■ **Instrucciones de la tarea**: Según el texto de la página, ¿hace cuántos años nació el universo?

■ **Texto de la página**:
———

El cielo de la noche cruzado por la Vía Láctea no es casualidad, si consideramos el hecho de que nosotros estamos aquí, mirándola
Era una noche óptima. La atmósfera tenía gran transparencia y mínima turbulencia. El telescopio y el detector funcionaban a la perfección. Los mapas satelitales mostraban al centro anticiclónico enclavado entre la segunda y la octava región, desviando las nubes del Pacífico hacia el sur de La Silla, en el Norte Chico.
La marcha de mis objetos hacia el ocaso y el alivio de irme a la cama cuando aún estaba oscuro, mitigaban la tristeza de tener que dejar mi puesto en la sala de control. Grabé la última imagen, saludé al ansioso colega que me seguía y salí del edificio sin encender la linterna.
Pese a cientos de noches de experiencia, la oscuridad me impactó. Al principio es completa. Luego, a medida que la pupila se dilata, van apareciendo las estrellas. Finalmente, el cielo se convierte en un escándalo de miles de luces punzantes y minúsculas. La Vía Láctea cruza, alta e imponente, el cielo del Sur. Vuelvo a maravillarme al ver mi sombra en el suelo pese a que no hay ni Luna ni luces encendidas.
La conciencia de estar experimentando algo que nos ha acompañado desde antes de ser humanos gatilla un pensamiento que a la vez me emociona, me sobrecoge, y me tranquiliza: La hermosa galaxia gigante está ahí afuera como techo porque nosotros estamos aquí abajo mirando.
¿Suena extraño? Me explico. Hace unos 13,7 mil millones de años nació el universo. Su composición química era hidrógeno, helio, y litio (90%, 10% y casi 0%, respectivamente). Su temperatura era enorme y los tres primeros elementos de la Tabla Periódica, en estado gaseoso, estaban distribuidos uniformemente. No había concentraciones de materia y regiones vacías como ahora. No existían, siquiera, los átomos necesarios para formar moléculas complejas.
Luego, millones tras millones de años el espacio se expandió, la fuerza de gravedad concentró la materia y nacieron las estrellas, comenzando así su trabajo de hormiga: generar átomos más complejos en los hornos nucleares en su interior. Estrellas y gases primigenios se juntaron formando galaxias. Algunas de estas se hicieron muy grandes.

———

■ **Entradas del listado**:

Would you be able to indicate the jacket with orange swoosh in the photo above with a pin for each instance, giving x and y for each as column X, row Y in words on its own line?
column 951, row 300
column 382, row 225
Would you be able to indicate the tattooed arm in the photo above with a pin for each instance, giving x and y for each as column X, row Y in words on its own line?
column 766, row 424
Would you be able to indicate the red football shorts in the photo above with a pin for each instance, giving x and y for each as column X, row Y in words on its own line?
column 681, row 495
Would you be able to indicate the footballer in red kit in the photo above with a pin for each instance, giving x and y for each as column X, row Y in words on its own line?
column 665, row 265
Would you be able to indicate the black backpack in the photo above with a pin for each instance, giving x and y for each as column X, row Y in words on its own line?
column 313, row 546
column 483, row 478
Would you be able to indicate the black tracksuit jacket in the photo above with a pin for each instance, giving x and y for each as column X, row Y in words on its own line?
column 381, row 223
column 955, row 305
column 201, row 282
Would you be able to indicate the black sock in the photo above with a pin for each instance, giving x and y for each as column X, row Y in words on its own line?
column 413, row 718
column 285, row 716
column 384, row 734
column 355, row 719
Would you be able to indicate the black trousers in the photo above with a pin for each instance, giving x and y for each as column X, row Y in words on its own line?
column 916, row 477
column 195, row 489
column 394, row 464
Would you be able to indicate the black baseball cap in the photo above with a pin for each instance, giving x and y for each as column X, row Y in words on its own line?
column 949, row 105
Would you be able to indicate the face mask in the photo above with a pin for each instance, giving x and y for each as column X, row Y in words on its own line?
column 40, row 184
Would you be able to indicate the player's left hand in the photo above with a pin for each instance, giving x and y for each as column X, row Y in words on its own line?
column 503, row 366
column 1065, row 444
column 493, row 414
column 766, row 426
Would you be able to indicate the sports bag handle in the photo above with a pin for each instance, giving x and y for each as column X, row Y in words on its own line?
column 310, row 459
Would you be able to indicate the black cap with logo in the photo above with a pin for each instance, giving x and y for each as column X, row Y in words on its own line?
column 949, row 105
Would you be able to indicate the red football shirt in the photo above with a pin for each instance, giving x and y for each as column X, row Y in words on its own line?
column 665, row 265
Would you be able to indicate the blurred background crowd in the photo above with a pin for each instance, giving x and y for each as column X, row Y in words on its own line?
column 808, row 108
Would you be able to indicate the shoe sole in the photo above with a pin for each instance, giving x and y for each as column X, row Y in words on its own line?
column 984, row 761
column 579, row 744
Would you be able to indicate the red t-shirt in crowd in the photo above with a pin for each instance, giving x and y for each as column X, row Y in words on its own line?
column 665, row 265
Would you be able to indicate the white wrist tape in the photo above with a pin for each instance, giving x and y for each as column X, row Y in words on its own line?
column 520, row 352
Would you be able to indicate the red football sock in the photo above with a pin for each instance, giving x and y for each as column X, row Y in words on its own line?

———

■ **Respuesta**: Hace unos 13,7 mil millones de años.